__Short problem__. From the mine reclamation text below, list in order each planting that the text says reclaimed sites receive.

═════ Extract provided ═════

Topsoil for example must be removed and stockpiled and laid down again when mining is finished. While the Denmark mine in Perry County was being worked, the company diverted Pipestone Creek for five miles around the mining site. Now that mining is finished the stream runs in its original course in a reconstructed streambed built from a computer model of the original made before mining began. In 1992 this creek diversion project earned the mine operator, Arch of Illinois Inc., an award from a panel of reclamation experts at the U.S. Geological Survey and the U. S. Department of Interior’s Office of Surface Mining Reclamation and Enforcement.

 

Reclaimed mined land is productive compared to the wastelands left by the worst of the "pre-law" days. In some cases it is more productive than was the unmined land. (Mining has improved some local fields by smoothing erodible slopes and break- ing up subsoil clay pans that hampered drainage.) Reclaimed sites usually are first planted in pasture grasses to stabilize the soil. Plantings of wheat—a grass-like crop—follow, then, after two years, corn. Yields on reclaimed strip mines vary, but are similar to the averages for unmined Perry County farmland (although such results may say as much about the mediocrity of some local soils as about the excellence of reclamation technology).

 

At older mine sites, after-the-fact reclamation is prohibitively costly. What reclamation has occurred has been left largely to nature. Shrubs and trees eventually sprouted on ridges of overburden, the once-buried subsoils left at the surface after their removal from atop coal seams, and rainwater filled the deep pits left by the shovels.

  

The many small lakes thus created were a loss to the local farm economy but they have proved a boon to recreation. The 3,181-acre Pyramid State Park is one of many state parks that have been developed since the 1960s on reclaimed land. In the past two years more than 16,000 acres of former mine property were purchased by the State of Illinois and added to Pyramid, making it—at 19,480 acres—the largest state park in Illinois.

 

Human visitors flock to Pyramid State Park (it averages nearly 200,000 visitors each year) in part because so many other species do. Canada geese (as many as 15,000 at a time) spend January and February at the newly reclaimed section, as do much smaller gatherings of snow geese. Such stopovers offer excellent hunting. The park’s hodgepodge of lakes also is a haven for fish.

═════ Stored rows ═════

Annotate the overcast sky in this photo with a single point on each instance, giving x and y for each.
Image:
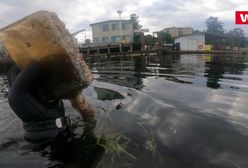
(153, 14)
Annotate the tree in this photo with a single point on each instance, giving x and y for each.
(167, 39)
(239, 38)
(149, 40)
(135, 20)
(214, 25)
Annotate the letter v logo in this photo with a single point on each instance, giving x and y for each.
(241, 17)
(244, 17)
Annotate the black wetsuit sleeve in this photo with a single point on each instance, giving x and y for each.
(27, 107)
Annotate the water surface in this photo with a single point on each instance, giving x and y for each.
(153, 111)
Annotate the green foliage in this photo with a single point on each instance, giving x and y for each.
(214, 25)
(238, 37)
(167, 39)
(135, 20)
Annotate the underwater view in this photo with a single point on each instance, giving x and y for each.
(153, 111)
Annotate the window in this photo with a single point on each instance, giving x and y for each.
(95, 40)
(115, 26)
(105, 27)
(126, 37)
(105, 39)
(125, 26)
(115, 38)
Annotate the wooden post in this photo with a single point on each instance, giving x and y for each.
(120, 48)
(97, 48)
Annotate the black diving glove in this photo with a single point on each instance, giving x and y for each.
(28, 105)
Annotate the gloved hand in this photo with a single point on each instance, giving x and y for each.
(25, 99)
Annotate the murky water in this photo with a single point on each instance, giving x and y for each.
(174, 111)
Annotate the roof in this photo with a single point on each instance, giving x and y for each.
(177, 28)
(108, 21)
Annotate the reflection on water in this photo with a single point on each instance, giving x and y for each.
(213, 71)
(179, 111)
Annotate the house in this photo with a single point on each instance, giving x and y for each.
(109, 31)
(178, 31)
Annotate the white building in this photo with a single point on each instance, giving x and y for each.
(109, 31)
(193, 42)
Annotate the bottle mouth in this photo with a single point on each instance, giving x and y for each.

═════

__Solution__.
1. Pasture grasses
2. Wheat
3. Corn